Belastung für Körper und Geist

Bis heute ist Jan diese Angst geblieben: vor der Klinik und vor allen Dingen vor den Nadeln. Mit sechs Jahren lernte er dennoch, sich selbst zu spritzen. Er wollte unabhängiger sein. Auch wurde ihm auf seinen Wunsch der Port entfernt, weil er sich für ihn schämte. Von da an erfolgten die Injektionen intravenös. Die psychischen Belastungen ließen Jan aggressiv und gewalttätig werden, gerade denen gegenüber, die helfen wollten. „Wenn du klein bist, bist du sauer auf alle, weil du siehst, deine Freunde sind frei und müssen sich nicht spritzen.“ Zusätzlich fühlte er sich schon früh als Mädchen in einem Jungenkörper gefangen. Vielleicht, so sagt er*, führte auch das damals zu seinem ablehnenden Verhalten, dass er sich immer falsch fühlte.

**Aufgabe:** Gib aus der Textstelle über Jans Belastungen den Abschnitt von „Bis heute ist“ bis einschließlich „immer falsch fühlte.“ wortgetreu wieder. Die folgende Auflistung wird für die Bearbeitung nicht benötigt.

**Nachstehende Daten:**
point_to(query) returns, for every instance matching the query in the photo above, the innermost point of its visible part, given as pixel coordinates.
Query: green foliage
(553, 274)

**Antwortfeld:**
Bis heute ist Jan diese Angst geblieben: vor der Klinik und vor allen Dingen vor den Nadeln. Mit sechs Jahren lernte er dennoch, sich selbst zu spritzen. Er wollte unabhängiger sein. Auch wurde ihm auf seinen Wunsch der Port entfernt, weil er sich für ihn schämte. Von da an erfolgten die Injektionen intravenös. Die psychischen Belastungen ließen Jan aggressiv und gewalttätig werden, gerade denen gegenüber, die helfen wollten. „Wenn du klein bist, bist du sauer auf alle, weil du siehst, deine Freunde sind frei und müssen sich nicht spritzen.“ Zusätzlich fühlte er sich schon früh als Mädchen in einem Jungenkörper gefangen. Vielleicht, so sagt er*, führte auch das damals zu seinem ablehnenden Verhalten, dass er sich immer falsch fühlte.